Problems and tasks.
[a] Copy the passage of the holiday parenting time text between "If, after discussing" and "a final decision.", inclusive.
[b] Proceed with the holiday parenting time text, starting right after its final sentence.

Excerpt.
------------------------------------------------
If, after discussing holiday parenting time, the parents are unable to agree on a schedule, at least they will still have plenty of time to address the issue.  Parties can seek the assistance of counsel to negotiate a settlement or the assistance of a mediator to resolve these disputes.  If all else fails, they can file an application with the Court and request that a Judge make a final decision.

2- The Child(ren)’s Needs Come First

It is understandable that parents want to spend every holiday with their children; however, the holidays should not become a battleground.  When deciding how to share holiday parenting time, the children’s needs should be the first consideration.  If a parent has extended family coming to visit or a special event has been planned for the holiday, these scenarios should be taken into consideration when determining the holiday parenting time schedule. Placing the children’s needs above the parents’ desires may simplify the task of preparing a holiday time-sharing schedule.

3- Be Flexible and Don’t Focus on the Day

Which parent celebrates Christmas Day and Thanksgiving with the children seems to cause a lot of problems.  It is often recommended by family law practitioners that parties alternate holidays each year; for example, one parent will have Christmas in odd years and the other in even years.  However, the issue of who celebrates a particular holiday with the children during the first year is always a problem.

It may be helpful to view holidays as a season, rather than a particular day.  If there is a dispute over who enjoys Christmas with the children, think about celebrating Christmas (or any holiday) on a different day with your children. Family and traditions make Christmas special, not December 25th.  Once you are divorced, it is likely you will not spend every holiday with your child(ren) every year anyway; therefore, it is beneficial for you to plan ahead and develop alternate ways to celebrate the traditional holidays on different days.  Thanksgiving, Hanukkah and Christmas holidays often coincide with school recess, so there is ample opportunity to celebrate each holiday on a different day with your children.
------------------------------------------------
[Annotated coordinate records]
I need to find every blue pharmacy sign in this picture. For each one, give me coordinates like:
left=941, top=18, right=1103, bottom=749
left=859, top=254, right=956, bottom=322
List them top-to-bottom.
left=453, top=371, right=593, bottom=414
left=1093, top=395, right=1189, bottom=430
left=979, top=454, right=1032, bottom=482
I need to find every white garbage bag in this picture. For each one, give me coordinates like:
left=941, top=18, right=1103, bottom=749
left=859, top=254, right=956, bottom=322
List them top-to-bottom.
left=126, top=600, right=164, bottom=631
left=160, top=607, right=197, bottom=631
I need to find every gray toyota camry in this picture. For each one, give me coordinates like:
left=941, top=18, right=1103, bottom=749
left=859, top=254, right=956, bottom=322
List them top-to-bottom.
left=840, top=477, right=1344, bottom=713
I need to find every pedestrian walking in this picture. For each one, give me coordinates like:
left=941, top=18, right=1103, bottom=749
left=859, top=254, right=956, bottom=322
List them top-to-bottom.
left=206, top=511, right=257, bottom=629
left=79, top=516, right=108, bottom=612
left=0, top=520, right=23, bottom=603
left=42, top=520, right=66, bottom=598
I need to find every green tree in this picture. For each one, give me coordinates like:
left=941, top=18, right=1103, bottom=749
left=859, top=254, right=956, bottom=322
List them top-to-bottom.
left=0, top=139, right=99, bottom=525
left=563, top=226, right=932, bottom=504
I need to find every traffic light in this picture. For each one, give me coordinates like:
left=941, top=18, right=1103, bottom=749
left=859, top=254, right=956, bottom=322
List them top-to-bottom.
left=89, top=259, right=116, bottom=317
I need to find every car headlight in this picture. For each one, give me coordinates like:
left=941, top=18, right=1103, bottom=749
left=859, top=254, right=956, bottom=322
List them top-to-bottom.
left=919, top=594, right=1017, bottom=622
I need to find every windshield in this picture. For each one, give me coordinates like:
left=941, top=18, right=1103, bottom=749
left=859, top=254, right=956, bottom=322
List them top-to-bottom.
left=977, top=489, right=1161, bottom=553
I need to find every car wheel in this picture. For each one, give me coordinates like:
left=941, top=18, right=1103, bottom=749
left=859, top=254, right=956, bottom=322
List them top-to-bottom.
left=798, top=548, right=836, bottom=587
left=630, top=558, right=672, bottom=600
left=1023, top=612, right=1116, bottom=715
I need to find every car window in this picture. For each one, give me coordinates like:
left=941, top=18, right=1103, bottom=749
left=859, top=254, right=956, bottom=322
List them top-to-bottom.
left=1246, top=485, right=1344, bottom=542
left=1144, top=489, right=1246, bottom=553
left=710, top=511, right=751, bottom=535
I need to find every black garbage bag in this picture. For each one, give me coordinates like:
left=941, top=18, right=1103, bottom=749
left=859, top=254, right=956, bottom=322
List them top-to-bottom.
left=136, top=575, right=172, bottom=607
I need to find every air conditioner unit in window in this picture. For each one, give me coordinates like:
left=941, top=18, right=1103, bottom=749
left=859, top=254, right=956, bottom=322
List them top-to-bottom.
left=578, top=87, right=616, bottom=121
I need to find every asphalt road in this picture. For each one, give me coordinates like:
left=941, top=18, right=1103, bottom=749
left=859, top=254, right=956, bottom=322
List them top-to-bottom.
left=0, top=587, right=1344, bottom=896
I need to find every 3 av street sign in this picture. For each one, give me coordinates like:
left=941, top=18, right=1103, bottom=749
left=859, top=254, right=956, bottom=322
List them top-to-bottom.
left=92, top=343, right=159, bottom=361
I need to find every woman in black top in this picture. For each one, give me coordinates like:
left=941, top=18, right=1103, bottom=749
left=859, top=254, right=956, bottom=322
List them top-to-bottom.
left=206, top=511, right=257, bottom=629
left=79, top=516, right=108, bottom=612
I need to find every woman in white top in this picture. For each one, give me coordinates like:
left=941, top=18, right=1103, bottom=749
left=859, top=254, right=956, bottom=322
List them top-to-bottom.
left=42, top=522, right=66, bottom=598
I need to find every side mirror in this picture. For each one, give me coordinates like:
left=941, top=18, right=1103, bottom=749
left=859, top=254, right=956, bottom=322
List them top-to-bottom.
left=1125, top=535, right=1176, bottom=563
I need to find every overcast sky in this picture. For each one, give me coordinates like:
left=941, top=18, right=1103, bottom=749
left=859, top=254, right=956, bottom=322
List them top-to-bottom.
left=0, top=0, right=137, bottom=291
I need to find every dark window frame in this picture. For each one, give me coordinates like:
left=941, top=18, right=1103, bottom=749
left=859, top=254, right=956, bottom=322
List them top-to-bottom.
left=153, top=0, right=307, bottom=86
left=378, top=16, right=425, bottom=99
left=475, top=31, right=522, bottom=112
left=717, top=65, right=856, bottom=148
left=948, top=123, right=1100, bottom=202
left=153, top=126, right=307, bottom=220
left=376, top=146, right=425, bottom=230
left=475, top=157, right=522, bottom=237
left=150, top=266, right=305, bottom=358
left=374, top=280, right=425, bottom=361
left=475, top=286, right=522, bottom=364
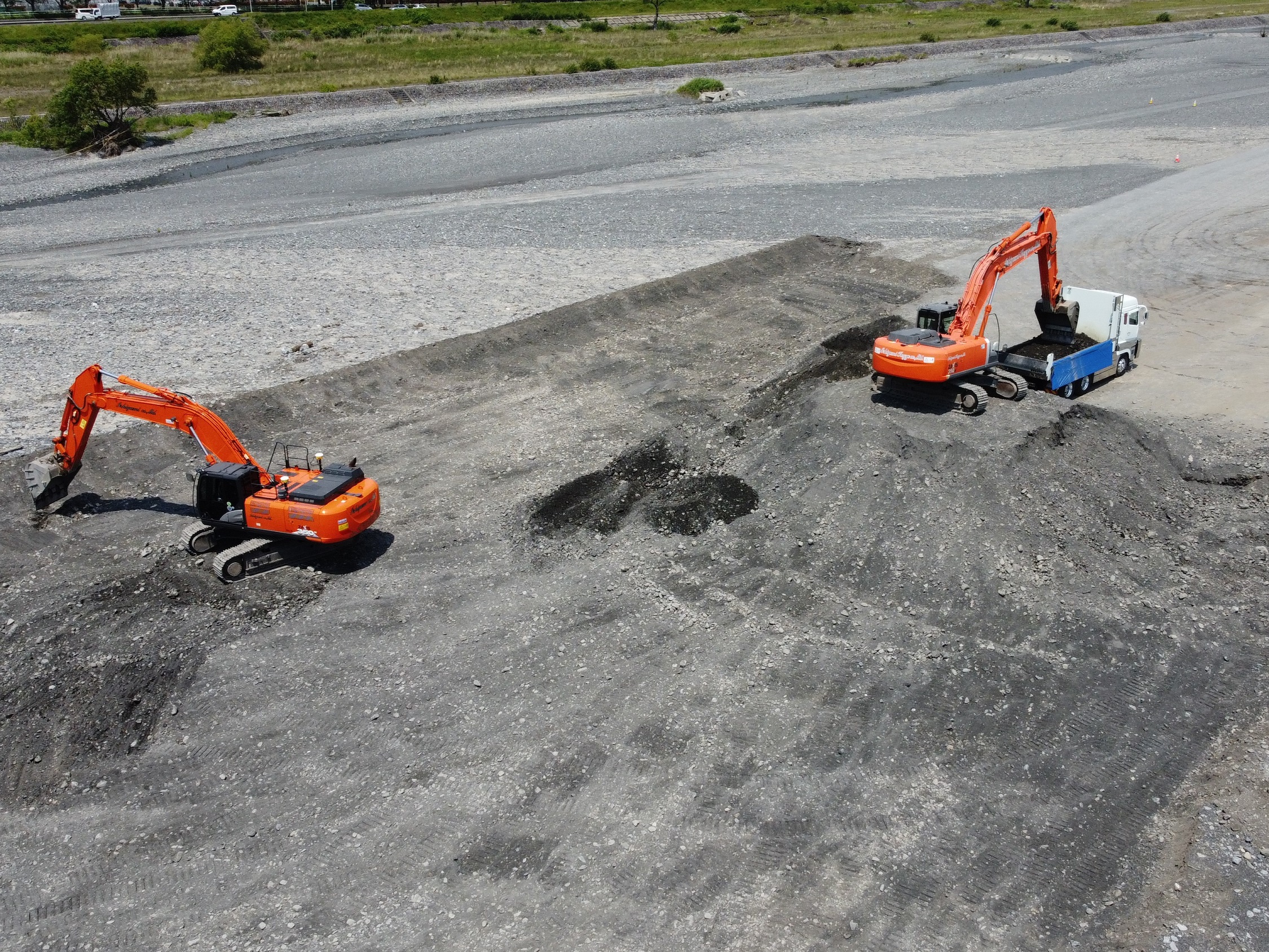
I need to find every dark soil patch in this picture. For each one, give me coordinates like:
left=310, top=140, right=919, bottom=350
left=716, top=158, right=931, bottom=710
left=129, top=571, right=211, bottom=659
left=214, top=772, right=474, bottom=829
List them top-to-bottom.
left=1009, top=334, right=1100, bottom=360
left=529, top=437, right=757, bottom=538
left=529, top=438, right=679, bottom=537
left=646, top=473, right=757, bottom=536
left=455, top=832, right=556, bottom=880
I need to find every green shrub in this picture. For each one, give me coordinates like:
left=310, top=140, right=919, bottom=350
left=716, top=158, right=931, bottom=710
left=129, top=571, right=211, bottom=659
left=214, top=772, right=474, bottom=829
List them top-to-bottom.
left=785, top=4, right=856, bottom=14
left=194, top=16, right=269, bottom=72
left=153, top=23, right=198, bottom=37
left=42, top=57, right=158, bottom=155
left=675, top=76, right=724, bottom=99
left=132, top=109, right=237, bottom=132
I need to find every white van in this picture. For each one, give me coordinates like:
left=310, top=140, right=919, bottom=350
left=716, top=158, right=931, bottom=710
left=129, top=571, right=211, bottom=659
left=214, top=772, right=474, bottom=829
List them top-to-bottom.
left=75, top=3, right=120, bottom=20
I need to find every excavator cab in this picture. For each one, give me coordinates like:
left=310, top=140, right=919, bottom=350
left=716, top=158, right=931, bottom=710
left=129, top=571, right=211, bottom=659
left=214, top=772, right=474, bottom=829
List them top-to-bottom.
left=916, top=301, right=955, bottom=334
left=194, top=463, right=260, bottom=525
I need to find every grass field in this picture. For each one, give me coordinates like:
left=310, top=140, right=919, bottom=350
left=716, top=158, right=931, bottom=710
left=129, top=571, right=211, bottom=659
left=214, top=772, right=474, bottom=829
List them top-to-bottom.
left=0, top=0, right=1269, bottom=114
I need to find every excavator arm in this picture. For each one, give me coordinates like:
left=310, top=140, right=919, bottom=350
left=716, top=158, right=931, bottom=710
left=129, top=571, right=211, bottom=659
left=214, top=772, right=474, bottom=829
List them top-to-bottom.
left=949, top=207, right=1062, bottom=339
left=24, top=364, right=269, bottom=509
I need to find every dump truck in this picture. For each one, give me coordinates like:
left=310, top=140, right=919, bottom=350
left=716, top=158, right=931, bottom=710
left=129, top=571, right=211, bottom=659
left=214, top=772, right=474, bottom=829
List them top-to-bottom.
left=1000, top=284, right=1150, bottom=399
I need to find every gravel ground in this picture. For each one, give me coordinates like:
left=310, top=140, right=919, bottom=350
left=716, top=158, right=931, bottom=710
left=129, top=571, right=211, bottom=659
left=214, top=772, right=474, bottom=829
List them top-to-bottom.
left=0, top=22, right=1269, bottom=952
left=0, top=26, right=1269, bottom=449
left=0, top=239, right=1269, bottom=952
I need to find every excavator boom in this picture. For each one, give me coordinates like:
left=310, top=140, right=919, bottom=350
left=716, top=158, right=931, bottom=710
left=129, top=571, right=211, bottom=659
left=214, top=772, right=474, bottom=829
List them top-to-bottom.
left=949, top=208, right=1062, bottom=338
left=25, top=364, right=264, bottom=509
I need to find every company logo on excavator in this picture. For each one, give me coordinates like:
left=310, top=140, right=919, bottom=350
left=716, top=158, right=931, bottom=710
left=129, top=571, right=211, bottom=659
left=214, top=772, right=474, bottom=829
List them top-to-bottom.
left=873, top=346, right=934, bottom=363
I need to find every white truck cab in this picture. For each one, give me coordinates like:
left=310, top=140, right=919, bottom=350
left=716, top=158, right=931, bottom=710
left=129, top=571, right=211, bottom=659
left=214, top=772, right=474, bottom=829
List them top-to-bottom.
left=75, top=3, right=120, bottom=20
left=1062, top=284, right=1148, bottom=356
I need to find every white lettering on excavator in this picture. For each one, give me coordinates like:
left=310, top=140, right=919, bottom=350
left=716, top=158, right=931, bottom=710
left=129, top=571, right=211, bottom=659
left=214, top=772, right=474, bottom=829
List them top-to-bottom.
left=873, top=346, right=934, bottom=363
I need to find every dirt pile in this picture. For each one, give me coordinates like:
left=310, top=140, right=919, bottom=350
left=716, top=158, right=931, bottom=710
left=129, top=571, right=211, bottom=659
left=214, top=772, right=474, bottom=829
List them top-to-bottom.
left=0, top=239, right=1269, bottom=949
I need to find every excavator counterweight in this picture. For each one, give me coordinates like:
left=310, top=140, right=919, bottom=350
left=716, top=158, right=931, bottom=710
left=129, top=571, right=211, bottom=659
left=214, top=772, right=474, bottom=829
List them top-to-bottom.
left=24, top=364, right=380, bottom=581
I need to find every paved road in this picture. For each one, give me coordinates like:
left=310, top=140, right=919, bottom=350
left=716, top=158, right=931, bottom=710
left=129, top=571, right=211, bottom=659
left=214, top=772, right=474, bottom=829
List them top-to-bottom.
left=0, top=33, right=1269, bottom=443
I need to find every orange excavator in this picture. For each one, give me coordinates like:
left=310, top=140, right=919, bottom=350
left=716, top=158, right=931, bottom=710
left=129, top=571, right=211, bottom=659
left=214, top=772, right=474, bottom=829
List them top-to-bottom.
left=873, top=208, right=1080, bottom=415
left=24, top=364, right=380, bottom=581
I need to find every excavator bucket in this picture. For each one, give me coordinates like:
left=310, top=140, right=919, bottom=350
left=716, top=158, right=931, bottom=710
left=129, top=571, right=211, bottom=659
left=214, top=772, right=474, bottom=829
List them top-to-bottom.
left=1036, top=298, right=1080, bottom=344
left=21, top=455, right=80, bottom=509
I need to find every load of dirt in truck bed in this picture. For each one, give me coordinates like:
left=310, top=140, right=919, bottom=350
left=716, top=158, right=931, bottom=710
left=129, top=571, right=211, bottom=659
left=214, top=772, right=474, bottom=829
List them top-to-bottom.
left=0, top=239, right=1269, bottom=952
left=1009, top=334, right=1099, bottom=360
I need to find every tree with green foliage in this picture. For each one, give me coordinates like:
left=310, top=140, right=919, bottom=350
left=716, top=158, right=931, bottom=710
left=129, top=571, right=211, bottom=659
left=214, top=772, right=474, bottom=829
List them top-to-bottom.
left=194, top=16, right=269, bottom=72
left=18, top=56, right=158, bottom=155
------------------------------------------------
Task answers.
[a]
If, after discussing holiday parenting time, the parents are unable to agree on a schedule, at least they will still have plenty of time to address the issue.  Parties can seek the assistance of counsel to negotiate a settlement or the assistance of a mediator to resolve these disputes.  If all else fails, they can file an application with the Court and request that a Judge make a final decision.

[b]
4- Memorialize a Holiday Time-Sharing Schedule

Once a holiday time-sharing schedule has been agreed upon, it is important to memorialize it in a written agreement or consent order.  If the divorce is mutual and unhostile, it may seem tempting to ignore this tip, but I highly recommend that you do not do so.  Placing the schedule in writing will avoid misunderstandings and will prevent one parent from reneging on the previously agreed-upon schedule out of spite or animus later in the litigation, not to mention saving both parties counsel fees and costs incurred to re-address parenting time in the absence of a written agreement.

Holidays can be a stressful time for “intact” families.  For families going through a divorce or custody dispute, holiday stress can become intolerable.  Consulting a family law attorney to discuss the specifics of a situation can avoid adding additional stress to the holidays. We hope to hear from you so that we may help alleviate your anxiety during the divorce process and assist you in ensuring that you and your children enjoy the holidays.

If you have any further questions on this topic, please email Valerie at vmccarthy@pashmanstein.com.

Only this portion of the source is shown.